*** PASSAGE GIVEN
Right at the beginning of creation, the Lord includes the concepts of “signs and seasons.” The Hebrew word used for seasons is moedim, which literally means “appointed times.” It is the same word used for the feasts of the Lord in Leviticus chapter 23. The word moed also occurs in Psalm 104:19 which states, “He appointed the moon for seasons; the sun knows its going down.”
This month as we enter the High Holy Day season, we want to explore God’s calendar, His appointed times, and how we can live according to His plans and for His glory.
Lunar or Solar?
The calendar that most of the world follows is the solar or Gregorian Calendar. This calendar which began in 46 BC was originally called the Julian calendar in honor of Julius Caesar. Upon discovering that the earth took 365.25 days to circle the sun, a 365 day year was established with an extra day added every fourth year. In the year 730 AD, it was discovered that the calendar was off by 11 minutes a year. By 1582 it was off by 10 days. Pope Gregory XIII ordered the adoption of our current calendar. The ten days were adjusted by having people go to sleep on Oct. 5 and wake up the next morning on Oct. 15. To avoid the problem in the future, the first year of each century is a leap year only if it is divisible by 400!
The Jewish people use a different calendar, based on the moon’s rotation around the earth every 29.5 days. A 354 day year consists of 12 months with alternating 29 or 30 days each. Each new month begins with the appearance of the new moon. Up until the year 359 the arrival of the New Moon was announced by the Sanhedrin each month based on the testimony of two trustworthy eyewitnesses and the mathematical and astrological calculations of the Sanhedrin. When a decision about the New Moon was reached, the Sanhedrin would send torch signals from mountain top to mountain top to notify everyone that the New Moon had officially been sighted.
******
* STATED PROBLEM
In the passage on God's calendar, who ordered the adoption of the current calendar in 1582? The entries on this page have nothing to do with the passage on God's calendar.
*** DATA LINES
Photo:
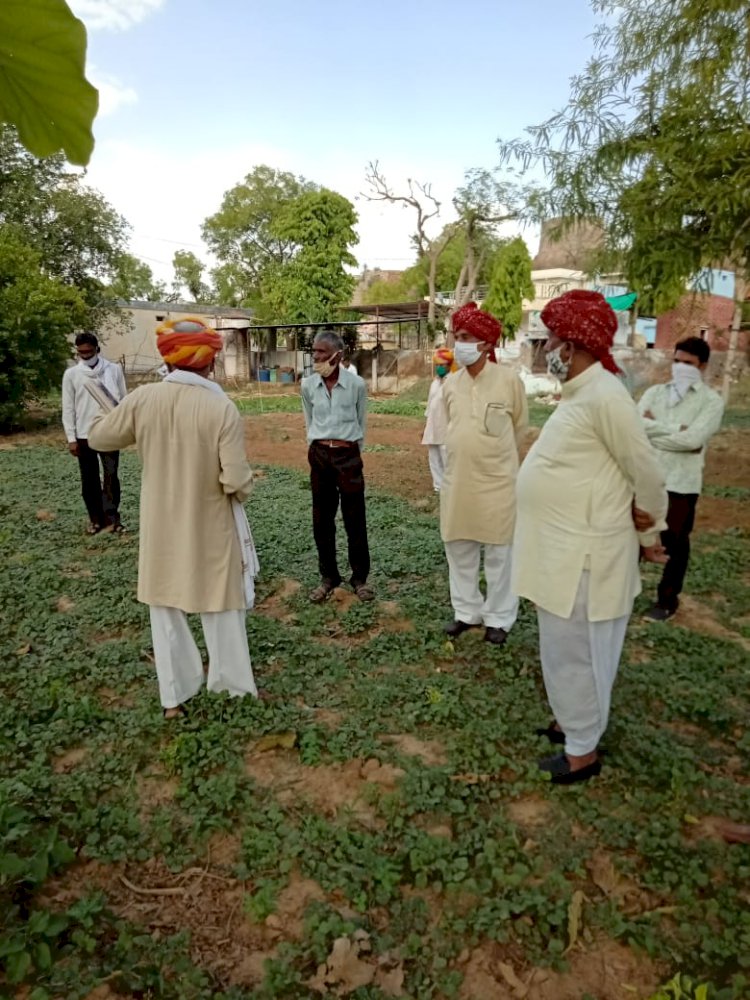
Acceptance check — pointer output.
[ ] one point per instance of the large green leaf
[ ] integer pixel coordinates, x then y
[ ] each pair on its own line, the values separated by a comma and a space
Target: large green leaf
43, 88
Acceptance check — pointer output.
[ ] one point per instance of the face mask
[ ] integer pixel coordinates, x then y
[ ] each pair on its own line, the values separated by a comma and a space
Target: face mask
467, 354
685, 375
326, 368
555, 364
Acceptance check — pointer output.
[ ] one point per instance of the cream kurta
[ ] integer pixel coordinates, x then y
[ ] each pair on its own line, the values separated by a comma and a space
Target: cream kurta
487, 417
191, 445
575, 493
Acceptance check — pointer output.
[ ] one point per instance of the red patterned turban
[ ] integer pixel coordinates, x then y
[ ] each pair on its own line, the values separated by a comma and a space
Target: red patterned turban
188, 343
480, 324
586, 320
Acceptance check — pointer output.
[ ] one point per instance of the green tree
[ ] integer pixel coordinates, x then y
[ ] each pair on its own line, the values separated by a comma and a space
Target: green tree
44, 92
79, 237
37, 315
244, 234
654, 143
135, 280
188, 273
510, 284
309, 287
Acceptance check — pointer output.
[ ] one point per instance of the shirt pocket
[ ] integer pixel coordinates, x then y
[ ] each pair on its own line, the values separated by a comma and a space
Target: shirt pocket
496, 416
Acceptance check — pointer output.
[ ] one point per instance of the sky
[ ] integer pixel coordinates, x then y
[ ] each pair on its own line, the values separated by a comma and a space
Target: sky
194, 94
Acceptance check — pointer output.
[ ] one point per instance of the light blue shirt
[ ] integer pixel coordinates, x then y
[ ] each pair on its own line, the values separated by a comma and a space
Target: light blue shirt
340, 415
******
*** DATA LINES
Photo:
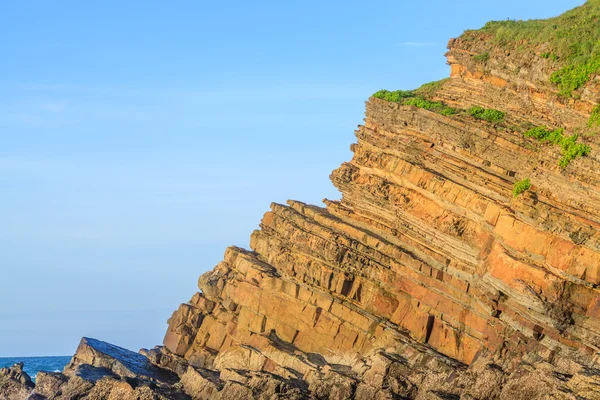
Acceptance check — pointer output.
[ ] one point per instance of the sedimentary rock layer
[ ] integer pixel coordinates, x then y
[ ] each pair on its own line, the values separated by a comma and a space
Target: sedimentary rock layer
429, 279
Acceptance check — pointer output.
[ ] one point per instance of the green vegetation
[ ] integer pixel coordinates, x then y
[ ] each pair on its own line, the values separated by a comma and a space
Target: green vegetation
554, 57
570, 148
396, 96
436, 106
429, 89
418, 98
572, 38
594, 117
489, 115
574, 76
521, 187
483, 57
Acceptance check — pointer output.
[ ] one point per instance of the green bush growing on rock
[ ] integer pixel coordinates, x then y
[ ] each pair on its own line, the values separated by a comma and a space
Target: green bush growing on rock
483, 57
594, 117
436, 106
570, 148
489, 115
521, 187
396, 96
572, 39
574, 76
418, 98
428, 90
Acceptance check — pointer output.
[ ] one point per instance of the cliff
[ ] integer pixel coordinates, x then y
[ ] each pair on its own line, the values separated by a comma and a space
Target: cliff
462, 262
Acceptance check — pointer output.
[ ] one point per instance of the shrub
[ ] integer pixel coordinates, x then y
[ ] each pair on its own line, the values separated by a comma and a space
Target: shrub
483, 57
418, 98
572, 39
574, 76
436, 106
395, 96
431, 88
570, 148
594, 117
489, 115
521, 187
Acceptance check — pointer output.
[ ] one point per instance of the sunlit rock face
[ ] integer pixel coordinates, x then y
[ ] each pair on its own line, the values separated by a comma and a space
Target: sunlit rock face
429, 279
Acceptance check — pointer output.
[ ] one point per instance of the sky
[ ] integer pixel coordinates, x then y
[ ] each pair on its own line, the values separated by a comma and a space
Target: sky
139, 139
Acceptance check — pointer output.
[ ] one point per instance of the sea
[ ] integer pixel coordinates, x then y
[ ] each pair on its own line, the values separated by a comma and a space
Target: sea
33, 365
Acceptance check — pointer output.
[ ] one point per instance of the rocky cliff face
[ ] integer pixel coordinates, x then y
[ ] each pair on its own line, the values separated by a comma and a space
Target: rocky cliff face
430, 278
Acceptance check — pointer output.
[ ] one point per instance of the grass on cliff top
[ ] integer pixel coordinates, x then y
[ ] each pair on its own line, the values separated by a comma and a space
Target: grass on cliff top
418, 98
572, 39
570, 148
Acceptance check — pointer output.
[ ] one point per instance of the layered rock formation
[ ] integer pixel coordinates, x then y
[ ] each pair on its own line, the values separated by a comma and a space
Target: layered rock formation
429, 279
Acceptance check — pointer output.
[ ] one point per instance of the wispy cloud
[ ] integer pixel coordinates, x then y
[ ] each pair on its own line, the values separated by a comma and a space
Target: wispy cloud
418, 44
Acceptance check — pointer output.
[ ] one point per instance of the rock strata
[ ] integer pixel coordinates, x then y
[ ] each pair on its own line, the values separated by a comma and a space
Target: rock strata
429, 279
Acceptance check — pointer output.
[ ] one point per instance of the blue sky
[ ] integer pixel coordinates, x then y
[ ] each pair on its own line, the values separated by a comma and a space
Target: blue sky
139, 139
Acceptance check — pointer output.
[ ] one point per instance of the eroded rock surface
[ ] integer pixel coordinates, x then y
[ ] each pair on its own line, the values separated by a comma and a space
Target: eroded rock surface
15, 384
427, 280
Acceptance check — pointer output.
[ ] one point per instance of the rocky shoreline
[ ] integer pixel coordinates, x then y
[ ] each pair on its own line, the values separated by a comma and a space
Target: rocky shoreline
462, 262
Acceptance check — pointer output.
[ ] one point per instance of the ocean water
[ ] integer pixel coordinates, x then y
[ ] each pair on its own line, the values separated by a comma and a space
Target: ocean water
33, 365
******
* ANSWER TO THIS TASK
Pope Gregory XIII